=== PROBLEM ===
Produce a copy of every line in the records that holds the string "parking".

□ □ □

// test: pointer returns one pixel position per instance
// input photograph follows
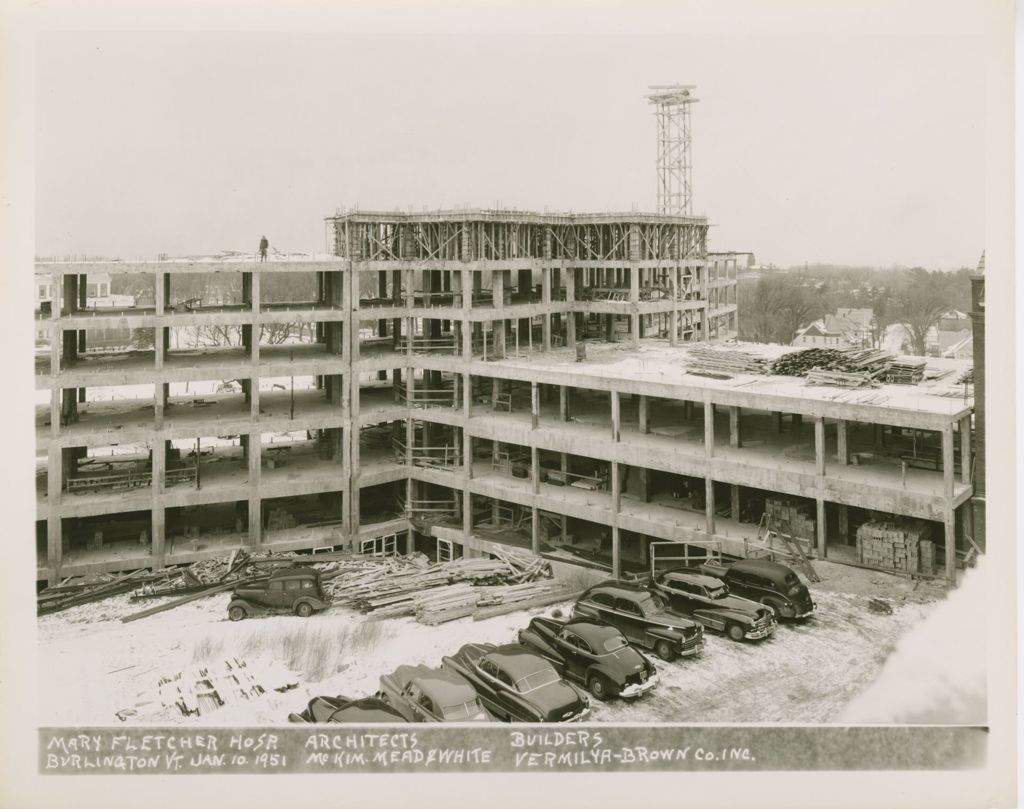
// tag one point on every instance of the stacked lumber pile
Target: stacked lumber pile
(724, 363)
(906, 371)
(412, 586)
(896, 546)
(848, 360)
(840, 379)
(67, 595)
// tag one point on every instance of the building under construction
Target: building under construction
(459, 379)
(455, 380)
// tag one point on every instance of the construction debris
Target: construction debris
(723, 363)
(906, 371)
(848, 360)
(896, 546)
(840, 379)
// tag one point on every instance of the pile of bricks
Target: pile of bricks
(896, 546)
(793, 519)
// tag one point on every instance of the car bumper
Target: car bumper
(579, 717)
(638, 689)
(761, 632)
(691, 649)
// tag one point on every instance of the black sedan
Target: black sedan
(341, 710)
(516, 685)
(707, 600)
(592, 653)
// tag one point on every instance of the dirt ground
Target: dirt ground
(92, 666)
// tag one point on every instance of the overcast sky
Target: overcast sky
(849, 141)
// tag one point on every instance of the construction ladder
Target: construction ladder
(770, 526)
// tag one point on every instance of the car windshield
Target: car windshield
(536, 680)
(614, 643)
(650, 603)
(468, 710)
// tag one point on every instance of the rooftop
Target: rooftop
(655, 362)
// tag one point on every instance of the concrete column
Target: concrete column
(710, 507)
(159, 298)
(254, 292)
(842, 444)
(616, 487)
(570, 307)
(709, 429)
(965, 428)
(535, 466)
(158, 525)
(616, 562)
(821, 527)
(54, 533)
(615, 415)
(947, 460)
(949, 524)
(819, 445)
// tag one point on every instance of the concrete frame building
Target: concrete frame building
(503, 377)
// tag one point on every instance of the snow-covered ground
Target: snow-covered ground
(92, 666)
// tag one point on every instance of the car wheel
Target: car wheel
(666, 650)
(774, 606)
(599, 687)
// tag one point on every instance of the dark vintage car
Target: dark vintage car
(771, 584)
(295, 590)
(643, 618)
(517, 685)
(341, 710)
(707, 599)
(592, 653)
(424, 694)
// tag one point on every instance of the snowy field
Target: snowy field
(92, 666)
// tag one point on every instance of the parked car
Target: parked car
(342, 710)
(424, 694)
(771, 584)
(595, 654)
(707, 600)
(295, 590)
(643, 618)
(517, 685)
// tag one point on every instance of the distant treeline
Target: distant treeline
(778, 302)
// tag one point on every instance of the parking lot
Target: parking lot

□ □ □

=== SOLUTION FOR THIS PROBLEM ===
// tag one point on every instance of the parking lot
Target: parking lot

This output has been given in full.